• Listing:
Begin

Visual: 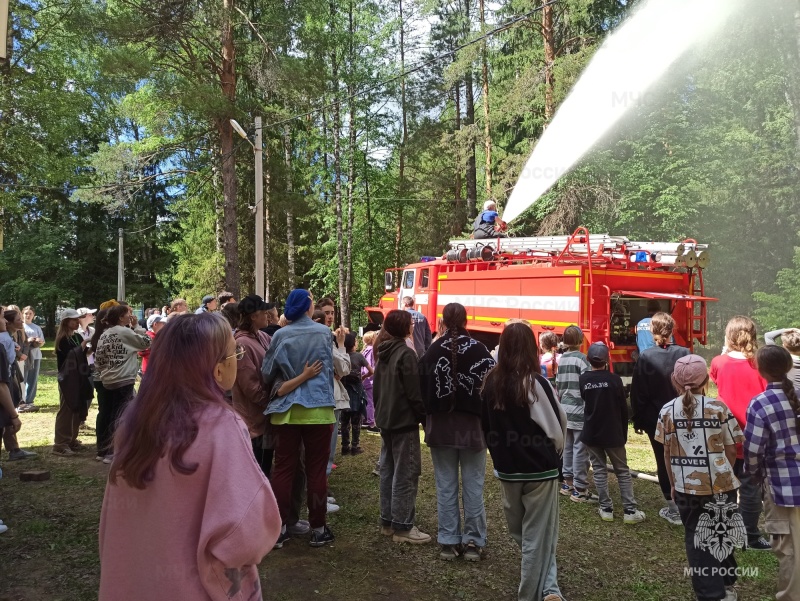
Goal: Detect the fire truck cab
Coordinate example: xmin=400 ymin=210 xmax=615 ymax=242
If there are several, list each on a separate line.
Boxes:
xmin=366 ymin=228 xmax=717 ymax=376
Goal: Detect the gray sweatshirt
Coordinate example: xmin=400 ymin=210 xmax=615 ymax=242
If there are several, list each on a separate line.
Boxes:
xmin=94 ymin=326 xmax=150 ymax=389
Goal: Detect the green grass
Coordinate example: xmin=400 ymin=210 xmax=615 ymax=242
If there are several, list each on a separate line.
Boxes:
xmin=0 ymin=357 xmax=777 ymax=601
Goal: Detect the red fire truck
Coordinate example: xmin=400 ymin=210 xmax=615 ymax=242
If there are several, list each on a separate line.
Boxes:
xmin=366 ymin=228 xmax=717 ymax=376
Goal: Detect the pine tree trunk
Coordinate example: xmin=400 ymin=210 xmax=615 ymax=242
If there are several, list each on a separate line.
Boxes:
xmin=340 ymin=0 xmax=356 ymax=328
xmin=464 ymin=0 xmax=478 ymax=221
xmin=330 ymin=2 xmax=347 ymax=322
xmin=364 ymin=150 xmax=375 ymax=302
xmin=450 ymin=82 xmax=466 ymax=236
xmin=282 ymin=125 xmax=297 ymax=289
xmin=480 ymin=0 xmax=492 ymax=198
xmin=263 ymin=144 xmax=272 ymax=302
xmin=216 ymin=0 xmax=240 ymax=298
xmin=542 ymin=0 xmax=556 ymax=123
xmin=394 ymin=0 xmax=408 ymax=267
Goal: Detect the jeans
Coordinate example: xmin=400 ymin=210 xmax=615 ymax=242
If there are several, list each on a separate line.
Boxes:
xmin=94 ymin=381 xmax=133 ymax=456
xmin=764 ymin=484 xmax=800 ymax=601
xmin=586 ymin=447 xmax=637 ymax=511
xmin=564 ymin=428 xmax=589 ymax=490
xmin=271 ymin=424 xmax=333 ymax=528
xmin=431 ymin=447 xmax=486 ymax=547
xmin=646 ymin=428 xmax=672 ymax=501
xmin=733 ymin=459 xmax=764 ymax=545
xmin=364 ymin=386 xmax=375 ymax=426
xmin=339 ymin=411 xmax=361 ymax=451
xmin=380 ymin=430 xmax=422 ymax=530
xmin=250 ymin=436 xmax=275 ymax=478
xmin=25 ymin=359 xmax=42 ymax=405
xmin=500 ymin=480 xmax=561 ymax=601
xmin=325 ymin=409 xmax=342 ymax=476
xmin=675 ymin=490 xmax=736 ymax=601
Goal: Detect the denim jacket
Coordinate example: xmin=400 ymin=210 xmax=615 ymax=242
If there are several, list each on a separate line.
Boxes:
xmin=261 ymin=315 xmax=334 ymax=415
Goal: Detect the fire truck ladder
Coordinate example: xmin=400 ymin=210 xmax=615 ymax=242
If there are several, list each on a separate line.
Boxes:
xmin=447 ymin=227 xmax=709 ymax=269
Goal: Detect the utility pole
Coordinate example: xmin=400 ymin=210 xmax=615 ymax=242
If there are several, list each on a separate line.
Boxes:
xmin=117 ymin=228 xmax=125 ymax=301
xmin=0 ymin=0 xmax=8 ymax=59
xmin=253 ymin=117 xmax=266 ymax=298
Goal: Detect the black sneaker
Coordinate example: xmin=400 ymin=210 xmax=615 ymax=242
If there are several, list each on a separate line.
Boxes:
xmin=308 ymin=526 xmax=333 ymax=547
xmin=272 ymin=528 xmax=290 ymax=549
xmin=746 ymin=536 xmax=772 ymax=551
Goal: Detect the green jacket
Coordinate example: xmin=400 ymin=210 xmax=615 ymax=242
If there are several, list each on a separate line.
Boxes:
xmin=373 ymin=338 xmax=425 ymax=432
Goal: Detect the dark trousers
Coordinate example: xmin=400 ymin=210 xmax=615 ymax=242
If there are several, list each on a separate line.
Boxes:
xmin=733 ymin=459 xmax=764 ymax=545
xmin=339 ymin=411 xmax=361 ymax=451
xmin=271 ymin=424 xmax=333 ymax=528
xmin=250 ymin=436 xmax=275 ymax=478
xmin=53 ymin=392 xmax=83 ymax=449
xmin=94 ymin=381 xmax=133 ymax=457
xmin=675 ymin=490 xmax=736 ymax=601
xmin=380 ymin=430 xmax=422 ymax=530
xmin=646 ymin=428 xmax=672 ymax=501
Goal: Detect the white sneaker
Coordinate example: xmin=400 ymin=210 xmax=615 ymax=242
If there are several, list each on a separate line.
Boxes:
xmin=392 ymin=526 xmax=431 ymax=545
xmin=286 ymin=520 xmax=311 ymax=536
xmin=622 ymin=509 xmax=646 ymax=524
xmin=658 ymin=507 xmax=683 ymax=526
xmin=597 ymin=507 xmax=614 ymax=522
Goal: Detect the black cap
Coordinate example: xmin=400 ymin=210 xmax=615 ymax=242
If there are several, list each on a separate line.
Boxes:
xmin=239 ymin=294 xmax=270 ymax=315
xmin=586 ymin=342 xmax=609 ymax=365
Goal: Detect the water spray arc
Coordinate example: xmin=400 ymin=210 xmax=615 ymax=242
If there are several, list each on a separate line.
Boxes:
xmin=503 ymin=0 xmax=746 ymax=222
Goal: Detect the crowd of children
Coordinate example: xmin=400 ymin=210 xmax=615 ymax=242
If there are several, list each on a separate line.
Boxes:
xmin=0 ymin=291 xmax=800 ymax=601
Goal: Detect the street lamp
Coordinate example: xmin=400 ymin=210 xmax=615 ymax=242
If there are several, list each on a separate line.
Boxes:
xmin=231 ymin=117 xmax=264 ymax=298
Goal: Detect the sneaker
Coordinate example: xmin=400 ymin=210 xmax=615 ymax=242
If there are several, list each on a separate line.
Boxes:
xmin=745 ymin=536 xmax=772 ymax=551
xmin=658 ymin=507 xmax=683 ymax=526
xmin=569 ymin=488 xmax=600 ymax=503
xmin=8 ymin=449 xmax=37 ymax=461
xmin=622 ymin=509 xmax=646 ymax=524
xmin=286 ymin=520 xmax=311 ymax=536
xmin=439 ymin=545 xmax=461 ymax=561
xmin=308 ymin=526 xmax=333 ymax=547
xmin=597 ymin=507 xmax=614 ymax=522
xmin=392 ymin=526 xmax=431 ymax=545
xmin=272 ymin=528 xmax=291 ymax=549
xmin=464 ymin=541 xmax=483 ymax=561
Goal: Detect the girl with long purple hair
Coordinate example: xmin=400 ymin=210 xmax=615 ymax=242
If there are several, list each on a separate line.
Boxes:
xmin=99 ymin=313 xmax=281 ymax=601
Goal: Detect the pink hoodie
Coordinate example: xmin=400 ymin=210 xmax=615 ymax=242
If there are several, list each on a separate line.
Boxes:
xmin=99 ymin=406 xmax=281 ymax=601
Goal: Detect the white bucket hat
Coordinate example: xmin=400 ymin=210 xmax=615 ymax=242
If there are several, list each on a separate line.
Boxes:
xmin=59 ymin=309 xmax=81 ymax=321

End

• The task: Rewrite every line of the entries above as a Markdown table with the columns Row and Line, where Row numbers the lines in order and blank lines are omitted. Leave the pictures out of the table.

• Result below:
| Row | Line |
|---|---|
| 1 | Visual:  |
| 2 | Goal: Detect the fire truck cab |
| 3 | Coordinate example: xmin=400 ymin=210 xmax=615 ymax=242 |
| 4 | If there are several, list each on a separate line. |
| 5 | Boxes: |
| 6 | xmin=366 ymin=228 xmax=717 ymax=376 |
| 7 | Goal: Detect the gray sweatshirt |
| 8 | Coordinate example: xmin=400 ymin=210 xmax=615 ymax=242 |
| 9 | If there are several, list each on a separate line. |
| 10 | Boxes: |
| 11 | xmin=94 ymin=326 xmax=150 ymax=389 |
| 12 | Goal: Detect the green grass |
| 13 | Coordinate example: xmin=400 ymin=210 xmax=615 ymax=242 |
| 14 | If there are several, list each on a separate line. |
| 15 | Boxes: |
| 16 | xmin=0 ymin=357 xmax=777 ymax=601 |
| 17 | Goal: Detect the red fire truck |
| 18 | Coordinate example: xmin=400 ymin=210 xmax=615 ymax=242 |
| 19 | If there are several, list each on a separate line. |
| 20 | Boxes: |
| 21 | xmin=366 ymin=228 xmax=717 ymax=376 |
| 22 | Goal: Detect the pine tree trunk |
| 23 | Coordinate example: xmin=400 ymin=210 xmax=615 ymax=242 |
| 24 | If there are several, list each on a separate line. |
| 25 | Boxes: |
| 26 | xmin=340 ymin=0 xmax=356 ymax=328 |
| 27 | xmin=464 ymin=0 xmax=478 ymax=221 |
| 28 | xmin=330 ymin=2 xmax=347 ymax=322 |
| 29 | xmin=364 ymin=150 xmax=375 ymax=302 |
| 30 | xmin=450 ymin=82 xmax=466 ymax=236 |
| 31 | xmin=282 ymin=125 xmax=297 ymax=289 |
| 32 | xmin=480 ymin=0 xmax=492 ymax=198 |
| 33 | xmin=263 ymin=144 xmax=272 ymax=302 |
| 34 | xmin=216 ymin=0 xmax=240 ymax=298 |
| 35 | xmin=542 ymin=0 xmax=556 ymax=123 |
| 36 | xmin=394 ymin=0 xmax=408 ymax=267 |
| 37 | Goal: Detect the jeans |
| 38 | Coordinate example: xmin=400 ymin=210 xmax=615 ymax=242 |
| 39 | If there are several, list each on a separate line. |
| 40 | Boxes: |
| 41 | xmin=94 ymin=381 xmax=133 ymax=456 |
| 42 | xmin=764 ymin=484 xmax=800 ymax=601 |
| 43 | xmin=586 ymin=447 xmax=637 ymax=511 |
| 44 | xmin=564 ymin=428 xmax=589 ymax=490 |
| 45 | xmin=271 ymin=424 xmax=333 ymax=528 |
| 46 | xmin=431 ymin=447 xmax=486 ymax=547 |
| 47 | xmin=646 ymin=428 xmax=672 ymax=501 |
| 48 | xmin=733 ymin=459 xmax=764 ymax=545 |
| 49 | xmin=364 ymin=386 xmax=375 ymax=426 |
| 50 | xmin=339 ymin=411 xmax=361 ymax=451 |
| 51 | xmin=380 ymin=430 xmax=422 ymax=530 |
| 52 | xmin=250 ymin=436 xmax=275 ymax=478 |
| 53 | xmin=25 ymin=359 xmax=42 ymax=405 |
| 54 | xmin=500 ymin=480 xmax=561 ymax=601 |
| 55 | xmin=325 ymin=409 xmax=342 ymax=476 |
| 56 | xmin=675 ymin=490 xmax=736 ymax=601 |
| 57 | Goal: Detect the denim jacket |
| 58 | Coordinate example: xmin=400 ymin=210 xmax=615 ymax=242 |
| 59 | If there are several, list each on a separate line. |
| 60 | Boxes: |
| 61 | xmin=261 ymin=315 xmax=334 ymax=415 |
| 62 | Goal: Detect the fire truck ladder |
| 63 | Coordinate example: xmin=400 ymin=210 xmax=615 ymax=242 |
| 64 | If there are several, list each on a separate line. |
| 65 | Boxes: |
| 66 | xmin=447 ymin=227 xmax=709 ymax=269 |
| 67 | Goal: Detect the utility pole |
| 68 | Coordinate example: xmin=400 ymin=210 xmax=615 ymax=242 |
| 69 | If there are several, list each on a separate line. |
| 70 | Boxes: |
| 71 | xmin=117 ymin=228 xmax=125 ymax=301 |
| 72 | xmin=0 ymin=0 xmax=8 ymax=59 |
| 73 | xmin=253 ymin=117 xmax=266 ymax=298 |
| 74 | Goal: Detect the black sneaker |
| 75 | Coordinate example: xmin=400 ymin=210 xmax=615 ymax=242 |
| 76 | If there are several, list each on a separate line. |
| 77 | Boxes: |
| 78 | xmin=308 ymin=526 xmax=333 ymax=547 |
| 79 | xmin=272 ymin=528 xmax=290 ymax=549 |
| 80 | xmin=746 ymin=536 xmax=772 ymax=551 |
| 81 | Goal: Detect the green jacket |
| 82 | Coordinate example: xmin=400 ymin=210 xmax=615 ymax=242 |
| 83 | If there are several, list each on a separate line. |
| 84 | Boxes: |
| 85 | xmin=373 ymin=338 xmax=425 ymax=432 |
| 86 | Goal: Detect the dark trousers |
| 87 | Coordinate example: xmin=400 ymin=210 xmax=615 ymax=242 |
| 88 | If there are several, list each on a separate line. |
| 89 | Boxes: |
| 90 | xmin=733 ymin=459 xmax=764 ymax=545 |
| 91 | xmin=339 ymin=411 xmax=361 ymax=451 |
| 92 | xmin=271 ymin=424 xmax=333 ymax=528 |
| 93 | xmin=250 ymin=436 xmax=275 ymax=478 |
| 94 | xmin=53 ymin=392 xmax=83 ymax=449 |
| 95 | xmin=94 ymin=381 xmax=133 ymax=457 |
| 96 | xmin=675 ymin=490 xmax=736 ymax=601 |
| 97 | xmin=380 ymin=430 xmax=422 ymax=530 |
| 98 | xmin=646 ymin=428 xmax=672 ymax=501 |
| 99 | Goal: Detect the white sneaker |
| 100 | Coordinate example: xmin=400 ymin=210 xmax=615 ymax=242 |
| 101 | If there are several, list each on a separate line. |
| 102 | Boxes: |
| 103 | xmin=392 ymin=526 xmax=431 ymax=545 |
| 104 | xmin=286 ymin=520 xmax=311 ymax=536 |
| 105 | xmin=622 ymin=509 xmax=646 ymax=524 |
| 106 | xmin=658 ymin=507 xmax=683 ymax=526 |
| 107 | xmin=597 ymin=507 xmax=614 ymax=522 |
| 108 | Goal: Detect the black cap |
| 109 | Coordinate example: xmin=400 ymin=210 xmax=615 ymax=242 |
| 110 | If there are several, list each on a separate line. |
| 111 | Boxes: |
| 112 | xmin=239 ymin=294 xmax=270 ymax=315 |
| 113 | xmin=586 ymin=342 xmax=609 ymax=365 |
| 114 | Goal: Detect the water spray arc |
| 115 | Coordinate example: xmin=400 ymin=210 xmax=615 ymax=242 |
| 116 | If there are several, list each on a separate line. |
| 117 | Boxes: |
| 118 | xmin=503 ymin=0 xmax=746 ymax=222 |
| 119 | Goal: Detect the crowd of children |
| 120 | Coordinate example: xmin=400 ymin=210 xmax=615 ymax=242 |
| 121 | If there are several, list each on a separate line. |
| 122 | Boxes: |
| 123 | xmin=0 ymin=291 xmax=800 ymax=601 |
| 124 | Goal: Detect the street lamp |
| 125 | Coordinate example: xmin=400 ymin=210 xmax=615 ymax=242 |
| 126 | If there are several, list each on a separate line. |
| 127 | Boxes: |
| 128 | xmin=231 ymin=117 xmax=264 ymax=298 |
| 129 | Goal: Detect the sneaker |
| 130 | Coordinate example: xmin=400 ymin=210 xmax=615 ymax=242 |
| 131 | If there are several, list each on a separate line. |
| 132 | Boxes: |
| 133 | xmin=745 ymin=536 xmax=772 ymax=551 |
| 134 | xmin=658 ymin=507 xmax=683 ymax=526 |
| 135 | xmin=569 ymin=488 xmax=600 ymax=503 |
| 136 | xmin=8 ymin=449 xmax=37 ymax=461 |
| 137 | xmin=622 ymin=509 xmax=646 ymax=524 |
| 138 | xmin=286 ymin=520 xmax=311 ymax=536 |
| 139 | xmin=439 ymin=545 xmax=461 ymax=561 |
| 140 | xmin=308 ymin=526 xmax=333 ymax=547 |
| 141 | xmin=597 ymin=507 xmax=614 ymax=522 |
| 142 | xmin=392 ymin=526 xmax=431 ymax=545 |
| 143 | xmin=272 ymin=528 xmax=291 ymax=549 |
| 144 | xmin=464 ymin=541 xmax=483 ymax=561 |
| 145 | Goal: Detect the girl with long purple hair |
| 146 | Coordinate example: xmin=400 ymin=210 xmax=615 ymax=242 |
| 147 | If there are several, list each on a separate line. |
| 148 | Boxes: |
| 149 | xmin=99 ymin=313 xmax=281 ymax=601 |
| 150 | Goal: Detect the pink hoodie |
| 151 | Coordinate example: xmin=400 ymin=210 xmax=615 ymax=242 |
| 152 | If there are several, list each on a separate line. |
| 153 | Boxes: |
| 154 | xmin=99 ymin=406 xmax=281 ymax=601 |
| 155 | Goal: Detect the white bucket hat |
| 156 | Coordinate example: xmin=400 ymin=210 xmax=615 ymax=242 |
| 157 | If there are several, list each on a separate line. |
| 158 | Boxes: |
| 159 | xmin=59 ymin=309 xmax=81 ymax=321 |